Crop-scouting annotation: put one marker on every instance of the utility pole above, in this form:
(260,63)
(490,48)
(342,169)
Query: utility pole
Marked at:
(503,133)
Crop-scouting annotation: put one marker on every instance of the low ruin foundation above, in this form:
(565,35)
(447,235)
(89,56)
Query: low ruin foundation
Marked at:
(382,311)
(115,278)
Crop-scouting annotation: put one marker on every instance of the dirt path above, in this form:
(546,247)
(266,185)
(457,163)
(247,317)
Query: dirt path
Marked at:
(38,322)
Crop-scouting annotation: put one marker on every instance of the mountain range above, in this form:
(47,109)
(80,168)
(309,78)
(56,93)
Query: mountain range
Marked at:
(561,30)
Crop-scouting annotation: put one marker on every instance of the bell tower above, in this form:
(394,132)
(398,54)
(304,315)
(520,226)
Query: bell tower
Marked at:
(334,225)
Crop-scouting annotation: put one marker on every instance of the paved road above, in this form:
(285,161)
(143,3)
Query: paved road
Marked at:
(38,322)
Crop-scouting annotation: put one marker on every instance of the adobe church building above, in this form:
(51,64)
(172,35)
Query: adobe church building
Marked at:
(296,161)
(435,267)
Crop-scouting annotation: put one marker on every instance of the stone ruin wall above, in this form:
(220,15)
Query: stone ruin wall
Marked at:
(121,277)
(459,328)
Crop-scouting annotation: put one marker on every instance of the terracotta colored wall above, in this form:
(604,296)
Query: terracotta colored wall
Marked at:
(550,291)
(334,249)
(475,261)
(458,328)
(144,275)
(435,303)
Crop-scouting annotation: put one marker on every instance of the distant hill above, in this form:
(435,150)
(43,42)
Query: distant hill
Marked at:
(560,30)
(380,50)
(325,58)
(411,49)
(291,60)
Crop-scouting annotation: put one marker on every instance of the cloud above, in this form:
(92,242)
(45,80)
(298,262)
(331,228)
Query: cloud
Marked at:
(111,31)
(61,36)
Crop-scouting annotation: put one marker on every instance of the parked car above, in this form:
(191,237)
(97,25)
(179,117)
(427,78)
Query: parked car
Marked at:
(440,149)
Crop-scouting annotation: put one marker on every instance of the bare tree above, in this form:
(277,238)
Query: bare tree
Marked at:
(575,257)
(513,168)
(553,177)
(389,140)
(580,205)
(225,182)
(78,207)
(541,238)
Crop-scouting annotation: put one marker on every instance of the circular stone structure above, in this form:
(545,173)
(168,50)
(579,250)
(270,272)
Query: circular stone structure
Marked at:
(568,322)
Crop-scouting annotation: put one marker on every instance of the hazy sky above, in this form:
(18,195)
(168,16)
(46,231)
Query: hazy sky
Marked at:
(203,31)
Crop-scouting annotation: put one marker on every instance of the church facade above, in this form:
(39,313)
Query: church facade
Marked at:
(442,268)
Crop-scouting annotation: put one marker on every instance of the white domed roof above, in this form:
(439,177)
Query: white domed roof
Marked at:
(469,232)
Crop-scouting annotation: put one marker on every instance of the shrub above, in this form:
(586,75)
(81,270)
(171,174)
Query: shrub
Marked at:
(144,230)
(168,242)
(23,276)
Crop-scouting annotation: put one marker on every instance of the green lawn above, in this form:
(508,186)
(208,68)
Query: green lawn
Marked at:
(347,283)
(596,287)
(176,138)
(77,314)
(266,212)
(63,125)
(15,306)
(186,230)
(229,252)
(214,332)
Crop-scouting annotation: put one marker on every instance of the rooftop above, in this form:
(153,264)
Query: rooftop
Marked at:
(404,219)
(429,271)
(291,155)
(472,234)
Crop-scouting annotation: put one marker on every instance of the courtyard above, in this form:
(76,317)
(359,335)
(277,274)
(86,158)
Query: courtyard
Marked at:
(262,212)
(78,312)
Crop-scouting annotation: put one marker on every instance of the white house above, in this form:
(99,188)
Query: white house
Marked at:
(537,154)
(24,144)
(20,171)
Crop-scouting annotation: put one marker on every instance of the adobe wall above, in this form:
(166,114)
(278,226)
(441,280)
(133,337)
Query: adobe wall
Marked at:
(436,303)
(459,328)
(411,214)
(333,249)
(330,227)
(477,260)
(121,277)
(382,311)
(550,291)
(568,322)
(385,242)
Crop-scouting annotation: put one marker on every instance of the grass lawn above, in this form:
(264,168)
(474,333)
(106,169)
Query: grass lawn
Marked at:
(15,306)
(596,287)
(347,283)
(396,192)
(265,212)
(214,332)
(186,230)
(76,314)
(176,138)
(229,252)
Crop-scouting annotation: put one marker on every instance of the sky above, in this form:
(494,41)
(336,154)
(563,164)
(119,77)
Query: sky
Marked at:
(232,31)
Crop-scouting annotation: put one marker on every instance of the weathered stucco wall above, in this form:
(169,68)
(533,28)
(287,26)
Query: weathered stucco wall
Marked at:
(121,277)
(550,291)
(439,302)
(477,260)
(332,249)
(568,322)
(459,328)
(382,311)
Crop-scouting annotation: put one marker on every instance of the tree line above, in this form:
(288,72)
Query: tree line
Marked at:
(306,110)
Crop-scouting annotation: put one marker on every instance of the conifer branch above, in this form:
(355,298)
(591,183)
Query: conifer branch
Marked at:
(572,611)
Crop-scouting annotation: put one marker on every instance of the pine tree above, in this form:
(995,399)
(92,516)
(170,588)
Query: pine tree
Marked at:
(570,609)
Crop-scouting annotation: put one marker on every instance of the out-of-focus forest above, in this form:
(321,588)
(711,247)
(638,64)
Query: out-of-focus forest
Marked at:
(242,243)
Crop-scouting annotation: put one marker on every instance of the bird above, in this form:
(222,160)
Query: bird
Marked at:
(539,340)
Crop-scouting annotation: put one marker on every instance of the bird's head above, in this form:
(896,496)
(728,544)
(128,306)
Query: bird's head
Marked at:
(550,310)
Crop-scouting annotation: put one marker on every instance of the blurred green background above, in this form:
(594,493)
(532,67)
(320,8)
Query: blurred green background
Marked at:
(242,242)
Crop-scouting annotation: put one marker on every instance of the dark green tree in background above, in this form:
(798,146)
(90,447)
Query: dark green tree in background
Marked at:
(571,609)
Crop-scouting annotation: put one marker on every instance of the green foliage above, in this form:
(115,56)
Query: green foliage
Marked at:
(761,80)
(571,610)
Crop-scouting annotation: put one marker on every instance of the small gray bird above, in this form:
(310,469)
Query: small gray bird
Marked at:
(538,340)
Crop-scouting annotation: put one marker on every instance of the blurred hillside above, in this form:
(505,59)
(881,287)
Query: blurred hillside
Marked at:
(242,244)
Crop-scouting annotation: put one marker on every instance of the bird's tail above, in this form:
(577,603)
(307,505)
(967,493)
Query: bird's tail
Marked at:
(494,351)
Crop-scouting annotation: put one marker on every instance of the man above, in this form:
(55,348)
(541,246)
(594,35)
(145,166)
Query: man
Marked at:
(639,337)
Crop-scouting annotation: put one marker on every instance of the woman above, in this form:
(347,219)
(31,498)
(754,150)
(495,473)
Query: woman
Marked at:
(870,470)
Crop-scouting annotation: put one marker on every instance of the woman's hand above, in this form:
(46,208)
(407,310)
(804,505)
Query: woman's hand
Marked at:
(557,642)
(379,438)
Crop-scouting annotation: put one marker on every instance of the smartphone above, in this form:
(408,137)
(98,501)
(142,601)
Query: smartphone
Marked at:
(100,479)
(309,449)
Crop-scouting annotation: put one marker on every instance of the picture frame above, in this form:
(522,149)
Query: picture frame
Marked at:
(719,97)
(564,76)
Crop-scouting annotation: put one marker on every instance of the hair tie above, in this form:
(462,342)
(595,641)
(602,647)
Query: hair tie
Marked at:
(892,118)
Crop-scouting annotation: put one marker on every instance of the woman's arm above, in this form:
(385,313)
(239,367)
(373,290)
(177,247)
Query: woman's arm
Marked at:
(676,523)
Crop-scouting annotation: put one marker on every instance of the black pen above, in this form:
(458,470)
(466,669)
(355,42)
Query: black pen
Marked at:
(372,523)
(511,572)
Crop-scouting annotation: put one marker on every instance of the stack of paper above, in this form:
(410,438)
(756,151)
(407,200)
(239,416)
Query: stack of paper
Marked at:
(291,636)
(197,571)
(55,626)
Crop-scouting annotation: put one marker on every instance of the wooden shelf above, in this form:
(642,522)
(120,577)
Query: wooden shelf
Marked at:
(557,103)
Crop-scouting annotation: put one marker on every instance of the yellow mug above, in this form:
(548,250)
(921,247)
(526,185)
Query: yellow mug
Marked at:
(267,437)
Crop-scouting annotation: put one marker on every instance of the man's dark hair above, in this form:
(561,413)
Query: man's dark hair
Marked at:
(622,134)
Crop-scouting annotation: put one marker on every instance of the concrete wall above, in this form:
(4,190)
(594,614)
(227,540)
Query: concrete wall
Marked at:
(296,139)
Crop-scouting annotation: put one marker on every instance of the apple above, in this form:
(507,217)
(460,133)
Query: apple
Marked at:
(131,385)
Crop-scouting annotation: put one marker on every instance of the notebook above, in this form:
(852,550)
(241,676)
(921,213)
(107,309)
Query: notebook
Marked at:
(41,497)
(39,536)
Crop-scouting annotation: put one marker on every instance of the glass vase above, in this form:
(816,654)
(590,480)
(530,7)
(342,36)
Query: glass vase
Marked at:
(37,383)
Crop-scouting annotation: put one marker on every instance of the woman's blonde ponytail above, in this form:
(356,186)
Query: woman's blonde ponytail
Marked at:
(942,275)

--------

### What you have to do:
From the entries above, copy each line holding "road".

### Solution:
Crop-scouting annotation: put one marker on every instance of the paved road above, in this form:
Query: paved road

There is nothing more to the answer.